(Natural-language object grounding data)

-- -- --

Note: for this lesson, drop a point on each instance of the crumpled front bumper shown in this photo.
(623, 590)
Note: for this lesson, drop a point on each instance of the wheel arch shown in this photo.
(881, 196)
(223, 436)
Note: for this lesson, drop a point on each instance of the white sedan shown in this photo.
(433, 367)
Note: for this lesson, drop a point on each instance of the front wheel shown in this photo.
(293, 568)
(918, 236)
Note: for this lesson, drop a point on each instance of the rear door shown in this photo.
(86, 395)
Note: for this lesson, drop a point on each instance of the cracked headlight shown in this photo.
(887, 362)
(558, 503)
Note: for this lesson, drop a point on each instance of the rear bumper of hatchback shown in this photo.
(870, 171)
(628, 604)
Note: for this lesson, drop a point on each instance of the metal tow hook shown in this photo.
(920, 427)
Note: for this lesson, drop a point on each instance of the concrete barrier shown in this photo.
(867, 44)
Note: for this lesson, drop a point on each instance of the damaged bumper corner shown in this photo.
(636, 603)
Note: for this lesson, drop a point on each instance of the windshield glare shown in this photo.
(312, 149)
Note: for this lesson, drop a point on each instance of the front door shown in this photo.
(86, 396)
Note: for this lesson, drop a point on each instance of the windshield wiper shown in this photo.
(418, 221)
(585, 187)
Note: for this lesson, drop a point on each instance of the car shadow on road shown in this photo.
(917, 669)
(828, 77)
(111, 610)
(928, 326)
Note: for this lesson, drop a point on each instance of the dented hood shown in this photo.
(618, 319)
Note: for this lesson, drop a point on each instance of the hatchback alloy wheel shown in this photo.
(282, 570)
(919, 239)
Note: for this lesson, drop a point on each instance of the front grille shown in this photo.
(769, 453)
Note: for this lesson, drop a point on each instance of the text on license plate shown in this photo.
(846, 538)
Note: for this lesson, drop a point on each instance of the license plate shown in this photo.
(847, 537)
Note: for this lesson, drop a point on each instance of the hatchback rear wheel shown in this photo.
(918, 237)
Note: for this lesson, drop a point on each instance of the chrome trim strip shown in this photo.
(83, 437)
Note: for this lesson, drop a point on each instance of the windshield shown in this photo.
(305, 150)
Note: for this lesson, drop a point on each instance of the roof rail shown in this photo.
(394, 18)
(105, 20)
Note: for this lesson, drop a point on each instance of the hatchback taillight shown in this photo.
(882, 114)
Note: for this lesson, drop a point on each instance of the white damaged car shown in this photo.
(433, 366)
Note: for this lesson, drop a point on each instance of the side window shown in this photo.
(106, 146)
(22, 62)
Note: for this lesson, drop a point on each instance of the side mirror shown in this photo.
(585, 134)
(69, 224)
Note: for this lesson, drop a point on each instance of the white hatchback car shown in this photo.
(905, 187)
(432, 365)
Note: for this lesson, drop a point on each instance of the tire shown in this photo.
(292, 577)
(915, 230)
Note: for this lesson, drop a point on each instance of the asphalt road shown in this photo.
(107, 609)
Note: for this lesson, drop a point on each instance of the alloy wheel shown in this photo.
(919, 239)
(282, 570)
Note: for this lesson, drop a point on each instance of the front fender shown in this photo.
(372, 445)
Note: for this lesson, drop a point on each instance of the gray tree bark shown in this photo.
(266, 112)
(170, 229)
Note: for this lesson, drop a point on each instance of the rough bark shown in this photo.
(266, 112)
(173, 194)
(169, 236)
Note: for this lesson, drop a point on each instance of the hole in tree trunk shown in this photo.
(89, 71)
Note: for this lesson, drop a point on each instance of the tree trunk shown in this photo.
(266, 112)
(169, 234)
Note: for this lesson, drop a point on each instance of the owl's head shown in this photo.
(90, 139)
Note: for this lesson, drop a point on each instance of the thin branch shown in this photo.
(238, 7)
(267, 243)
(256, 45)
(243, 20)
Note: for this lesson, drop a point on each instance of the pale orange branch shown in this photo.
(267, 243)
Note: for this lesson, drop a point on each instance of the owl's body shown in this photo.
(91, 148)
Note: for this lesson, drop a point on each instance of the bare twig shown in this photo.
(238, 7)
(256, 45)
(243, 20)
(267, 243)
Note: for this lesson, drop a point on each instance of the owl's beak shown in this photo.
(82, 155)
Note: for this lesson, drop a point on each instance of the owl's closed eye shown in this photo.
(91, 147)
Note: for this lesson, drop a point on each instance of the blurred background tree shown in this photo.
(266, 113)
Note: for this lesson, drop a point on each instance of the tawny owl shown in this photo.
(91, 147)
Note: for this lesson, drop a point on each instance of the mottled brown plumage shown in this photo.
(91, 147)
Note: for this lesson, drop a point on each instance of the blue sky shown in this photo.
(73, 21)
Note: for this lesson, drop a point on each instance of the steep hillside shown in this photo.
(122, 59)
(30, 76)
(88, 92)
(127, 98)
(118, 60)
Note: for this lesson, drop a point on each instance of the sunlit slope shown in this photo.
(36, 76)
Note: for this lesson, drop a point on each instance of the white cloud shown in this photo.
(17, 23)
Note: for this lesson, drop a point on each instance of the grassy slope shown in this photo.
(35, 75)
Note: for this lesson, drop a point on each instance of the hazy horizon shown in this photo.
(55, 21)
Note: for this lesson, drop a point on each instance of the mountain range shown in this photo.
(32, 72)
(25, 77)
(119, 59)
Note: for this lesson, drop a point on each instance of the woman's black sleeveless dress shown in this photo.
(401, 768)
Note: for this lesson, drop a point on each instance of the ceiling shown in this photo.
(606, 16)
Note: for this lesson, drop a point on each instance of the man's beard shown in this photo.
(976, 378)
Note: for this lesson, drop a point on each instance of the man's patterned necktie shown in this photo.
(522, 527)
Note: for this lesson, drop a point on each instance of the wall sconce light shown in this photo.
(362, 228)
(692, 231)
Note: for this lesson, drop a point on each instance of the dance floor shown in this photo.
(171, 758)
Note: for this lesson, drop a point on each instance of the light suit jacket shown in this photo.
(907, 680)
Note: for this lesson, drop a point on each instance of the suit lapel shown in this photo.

-- -- --

▸ **What you should do**
Which lines run from the one holding "necktie shown in this photo." through the end of the data? Write them out exactly, ends included, and add nothing.

▸ **Answer section**
Note: for this lesson, drop a point on each instance of the man's patterned necktie shown in this photo.
(522, 527)
Note: for this lesson, drop a point on each instance of the wall sconce light shown in this photo.
(362, 228)
(692, 231)
Note: for this lesson, drop a point on each instance of the dance floor shown in this photo.
(171, 758)
Note: for this lesson, drop a point on each instance of the light suit jacket shown in this photo.
(907, 680)
Note: for this lesson, drop a point on each instance of the suit lapel shown in this photo.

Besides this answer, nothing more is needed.